* Data under study
------------------------------------------------------------------------
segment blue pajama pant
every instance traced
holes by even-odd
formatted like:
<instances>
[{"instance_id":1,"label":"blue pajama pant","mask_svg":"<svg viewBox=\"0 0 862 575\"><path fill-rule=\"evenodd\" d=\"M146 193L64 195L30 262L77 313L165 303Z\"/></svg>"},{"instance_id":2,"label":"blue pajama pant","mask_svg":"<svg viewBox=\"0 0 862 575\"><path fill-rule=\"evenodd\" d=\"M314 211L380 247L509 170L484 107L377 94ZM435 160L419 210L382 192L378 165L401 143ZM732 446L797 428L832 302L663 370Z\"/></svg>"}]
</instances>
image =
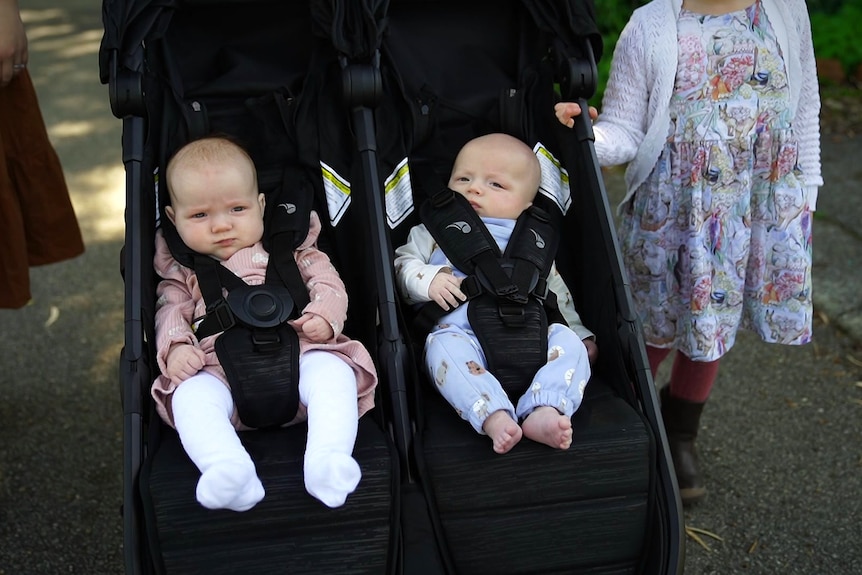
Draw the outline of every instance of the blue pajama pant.
<instances>
[{"instance_id":1,"label":"blue pajama pant","mask_svg":"<svg viewBox=\"0 0 862 575\"><path fill-rule=\"evenodd\" d=\"M515 407L497 378L487 371L485 354L466 321L466 308L459 306L446 315L444 323L425 340L425 367L458 415L481 434L485 433L485 419L501 409L515 421L540 406L554 407L571 417L580 407L590 379L587 349L575 332L559 323L548 327L548 362L536 372Z\"/></svg>"}]
</instances>

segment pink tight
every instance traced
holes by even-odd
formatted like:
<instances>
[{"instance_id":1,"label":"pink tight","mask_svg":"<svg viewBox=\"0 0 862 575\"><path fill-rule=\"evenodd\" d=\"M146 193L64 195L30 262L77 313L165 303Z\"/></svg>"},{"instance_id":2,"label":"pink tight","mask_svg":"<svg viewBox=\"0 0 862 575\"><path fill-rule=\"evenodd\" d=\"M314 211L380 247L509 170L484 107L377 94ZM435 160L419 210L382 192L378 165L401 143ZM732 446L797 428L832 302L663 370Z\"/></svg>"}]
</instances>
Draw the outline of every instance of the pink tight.
<instances>
[{"instance_id":1,"label":"pink tight","mask_svg":"<svg viewBox=\"0 0 862 575\"><path fill-rule=\"evenodd\" d=\"M655 377L659 365L671 352L670 349L660 349L646 346L650 371ZM670 371L670 395L695 403L704 403L712 391L712 384L718 376L718 362L692 361L680 351L676 352Z\"/></svg>"}]
</instances>

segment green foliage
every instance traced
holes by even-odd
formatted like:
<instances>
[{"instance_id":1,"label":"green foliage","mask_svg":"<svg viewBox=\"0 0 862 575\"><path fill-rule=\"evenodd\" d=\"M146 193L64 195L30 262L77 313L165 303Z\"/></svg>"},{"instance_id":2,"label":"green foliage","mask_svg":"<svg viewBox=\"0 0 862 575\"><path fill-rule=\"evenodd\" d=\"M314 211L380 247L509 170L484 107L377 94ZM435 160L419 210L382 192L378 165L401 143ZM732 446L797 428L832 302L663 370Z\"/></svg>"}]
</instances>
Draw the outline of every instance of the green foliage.
<instances>
[{"instance_id":1,"label":"green foliage","mask_svg":"<svg viewBox=\"0 0 862 575\"><path fill-rule=\"evenodd\" d=\"M845 6L862 8L862 0L808 0L806 4L812 17L814 14L835 14Z\"/></svg>"},{"instance_id":2,"label":"green foliage","mask_svg":"<svg viewBox=\"0 0 862 575\"><path fill-rule=\"evenodd\" d=\"M814 41L814 54L818 58L838 60L845 72L852 72L862 64L860 22L862 0L845 3L831 13L812 11L811 37Z\"/></svg>"},{"instance_id":3,"label":"green foliage","mask_svg":"<svg viewBox=\"0 0 862 575\"><path fill-rule=\"evenodd\" d=\"M590 99L590 104L600 107L602 95L605 93L605 85L611 70L611 58L614 55L614 46L620 32L629 21L635 8L646 4L648 0L594 0L596 7L596 20L599 31L602 33L604 51L602 59L598 62L599 84L596 93Z\"/></svg>"}]
</instances>

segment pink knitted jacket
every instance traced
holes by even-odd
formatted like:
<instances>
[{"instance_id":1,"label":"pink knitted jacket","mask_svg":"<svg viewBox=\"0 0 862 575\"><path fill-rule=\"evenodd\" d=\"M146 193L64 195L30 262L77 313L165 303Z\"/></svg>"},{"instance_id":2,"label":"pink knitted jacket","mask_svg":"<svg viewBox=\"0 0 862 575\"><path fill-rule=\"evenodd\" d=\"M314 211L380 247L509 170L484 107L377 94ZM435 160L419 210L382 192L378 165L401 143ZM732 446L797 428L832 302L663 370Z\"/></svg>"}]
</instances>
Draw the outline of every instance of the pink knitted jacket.
<instances>
[{"instance_id":1,"label":"pink knitted jacket","mask_svg":"<svg viewBox=\"0 0 862 575\"><path fill-rule=\"evenodd\" d=\"M356 373L356 394L359 401L359 415L362 415L374 407L377 373L365 347L341 333L344 321L347 319L347 293L329 257L317 248L320 229L320 219L315 212L312 212L308 236L296 249L294 257L311 299L303 312L314 313L326 319L335 335L329 342L316 343L306 338L301 330L297 330L300 353L310 349L326 350L338 354L350 364ZM258 242L238 251L230 259L222 262L222 265L249 285L259 285L264 282L268 261L269 254ZM203 370L228 385L215 352L215 340L218 334L199 342L191 326L193 318L202 317L206 313L197 276L194 271L180 265L173 258L160 230L156 233L154 265L156 272L163 278L156 292L158 301L155 329L159 368L162 371L165 370L165 360L172 344L189 343L199 346L206 353L206 365ZM173 425L170 396L176 388L177 384L172 383L164 375L159 375L153 382L151 390L159 415L169 425ZM300 412L291 423L304 421L305 415L305 406L300 406ZM233 422L238 429L247 428L238 420L236 412L233 415Z\"/></svg>"}]
</instances>

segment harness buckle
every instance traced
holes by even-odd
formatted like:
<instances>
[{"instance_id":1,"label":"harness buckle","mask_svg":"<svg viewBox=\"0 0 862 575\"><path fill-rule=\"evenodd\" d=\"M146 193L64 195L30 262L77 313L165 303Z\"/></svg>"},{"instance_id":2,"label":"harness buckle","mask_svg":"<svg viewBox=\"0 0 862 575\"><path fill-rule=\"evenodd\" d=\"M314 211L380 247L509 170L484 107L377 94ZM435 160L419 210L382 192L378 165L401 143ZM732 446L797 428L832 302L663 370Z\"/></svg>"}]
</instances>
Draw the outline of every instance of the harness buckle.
------------------------------------------------------------------------
* Work to complete
Without including any picture, print every record exactly as written above.

* Solution to this problem
segment blue pajama pant
every instance traced
holes by even-odd
formatted like:
<instances>
[{"instance_id":1,"label":"blue pajama pant","mask_svg":"<svg viewBox=\"0 0 862 575\"><path fill-rule=\"evenodd\" d=\"M146 193L64 195L30 262L77 313L165 303Z\"/></svg>"},{"instance_id":2,"label":"blue pajama pant","mask_svg":"<svg viewBox=\"0 0 862 575\"><path fill-rule=\"evenodd\" d=\"M314 211L380 247L509 170L484 107L377 94ZM435 160L419 210L382 192L378 165L401 143ZM732 446L797 428L832 302L663 370Z\"/></svg>"}]
</instances>
image =
Draw the outline of every instance of the blue pajama pant.
<instances>
[{"instance_id":1,"label":"blue pajama pant","mask_svg":"<svg viewBox=\"0 0 862 575\"><path fill-rule=\"evenodd\" d=\"M515 407L497 378L487 371L485 354L466 321L466 308L459 306L446 315L444 323L425 340L425 367L458 415L481 434L485 433L485 419L501 409L515 421L540 406L554 407L571 417L580 407L590 379L587 349L575 332L559 323L548 327L548 362L536 372Z\"/></svg>"}]
</instances>

segment pink tight
every instance traced
holes by even-odd
formatted like:
<instances>
[{"instance_id":1,"label":"pink tight","mask_svg":"<svg viewBox=\"0 0 862 575\"><path fill-rule=\"evenodd\" d=\"M146 193L64 195L30 262L77 313L165 303Z\"/></svg>"},{"instance_id":2,"label":"pink tight","mask_svg":"<svg viewBox=\"0 0 862 575\"><path fill-rule=\"evenodd\" d=\"M314 211L380 247L509 170L484 107L377 94ZM435 160L419 210L382 192L378 165L401 143ZM732 446L797 428L832 302L663 370Z\"/></svg>"}]
</instances>
Draw the outline of every instance of the pink tight.
<instances>
[{"instance_id":1,"label":"pink tight","mask_svg":"<svg viewBox=\"0 0 862 575\"><path fill-rule=\"evenodd\" d=\"M655 377L659 365L671 352L670 349L660 349L646 346L650 371ZM670 371L670 395L695 403L704 403L712 391L712 384L718 376L718 362L692 361L680 351L676 352Z\"/></svg>"}]
</instances>

segment green foliage
every instance traced
holes by even-odd
formatted like:
<instances>
[{"instance_id":1,"label":"green foliage","mask_svg":"<svg viewBox=\"0 0 862 575\"><path fill-rule=\"evenodd\" d=\"M146 193L64 195L30 262L77 313L165 303Z\"/></svg>"},{"instance_id":2,"label":"green foliage","mask_svg":"<svg viewBox=\"0 0 862 575\"><path fill-rule=\"evenodd\" d=\"M314 211L380 247L509 170L484 107L377 94ZM435 160L419 210L382 192L378 165L401 143ZM732 446L797 428L832 302L663 370Z\"/></svg>"}]
</instances>
Draw the outline of every instance of the green foliage.
<instances>
[{"instance_id":1,"label":"green foliage","mask_svg":"<svg viewBox=\"0 0 862 575\"><path fill-rule=\"evenodd\" d=\"M845 6L862 8L862 0L808 0L806 4L812 17L814 14L835 14Z\"/></svg>"},{"instance_id":2,"label":"green foliage","mask_svg":"<svg viewBox=\"0 0 862 575\"><path fill-rule=\"evenodd\" d=\"M814 41L814 54L818 58L838 60L845 72L852 72L862 64L860 22L862 0L845 3L831 13L812 11L811 37Z\"/></svg>"},{"instance_id":3,"label":"green foliage","mask_svg":"<svg viewBox=\"0 0 862 575\"><path fill-rule=\"evenodd\" d=\"M590 99L590 104L600 107L602 95L605 93L605 85L611 70L611 58L614 55L614 46L620 32L629 21L635 8L646 4L648 0L594 0L596 7L596 20L599 31L602 33L604 51L602 59L598 62L599 84L596 93Z\"/></svg>"}]
</instances>

segment pink knitted jacket
every instance traced
holes by even-odd
formatted like:
<instances>
[{"instance_id":1,"label":"pink knitted jacket","mask_svg":"<svg viewBox=\"0 0 862 575\"><path fill-rule=\"evenodd\" d=\"M146 193L64 195L30 262L77 313L165 303Z\"/></svg>"},{"instance_id":2,"label":"pink knitted jacket","mask_svg":"<svg viewBox=\"0 0 862 575\"><path fill-rule=\"evenodd\" d=\"M314 211L380 247L509 170L484 107L377 94ZM435 160L419 210L382 192L378 165L401 143ZM732 446L797 428L832 302L663 370Z\"/></svg>"}]
</instances>
Draw the outline of every instance of the pink knitted jacket.
<instances>
[{"instance_id":1,"label":"pink knitted jacket","mask_svg":"<svg viewBox=\"0 0 862 575\"><path fill-rule=\"evenodd\" d=\"M356 373L356 394L359 401L359 415L362 415L374 407L377 373L365 347L341 333L344 321L347 319L347 293L329 257L317 248L320 229L320 219L315 212L312 212L308 236L296 249L294 257L311 299L303 312L314 313L326 319L335 335L329 342L316 343L306 338L301 330L297 330L300 353L310 349L326 350L338 354L350 364ZM258 242L238 251L230 259L222 262L222 265L249 285L259 285L264 282L268 261L269 254ZM203 370L228 385L215 352L215 340L218 334L199 342L191 326L193 318L202 317L206 313L197 276L194 271L180 265L173 258L160 230L156 233L154 265L156 272L163 278L156 292L158 301L155 329L159 368L162 371L165 370L165 360L172 344L189 343L199 346L206 353L206 365ZM173 425L170 396L176 388L177 384L172 383L164 375L159 375L153 382L151 390L159 415L169 425ZM300 412L291 423L304 421L305 415L305 406L300 406ZM233 422L238 429L247 428L238 420L236 412L233 415Z\"/></svg>"}]
</instances>

segment harness buckle
every instance traced
holes by even-odd
formatted like:
<instances>
[{"instance_id":1,"label":"harness buckle","mask_svg":"<svg viewBox=\"0 0 862 575\"><path fill-rule=\"evenodd\" d=\"M146 193L64 195L30 262L77 313L165 303Z\"/></svg>"},{"instance_id":2,"label":"harness buckle","mask_svg":"<svg viewBox=\"0 0 862 575\"><path fill-rule=\"evenodd\" d=\"M314 211L380 247L509 170L484 107L377 94ZM435 160L419 210L382 192L378 165L401 143ZM732 446L797 428L832 302L663 370Z\"/></svg>"}]
</instances>
Draw the outline of every instance of the harness buckle.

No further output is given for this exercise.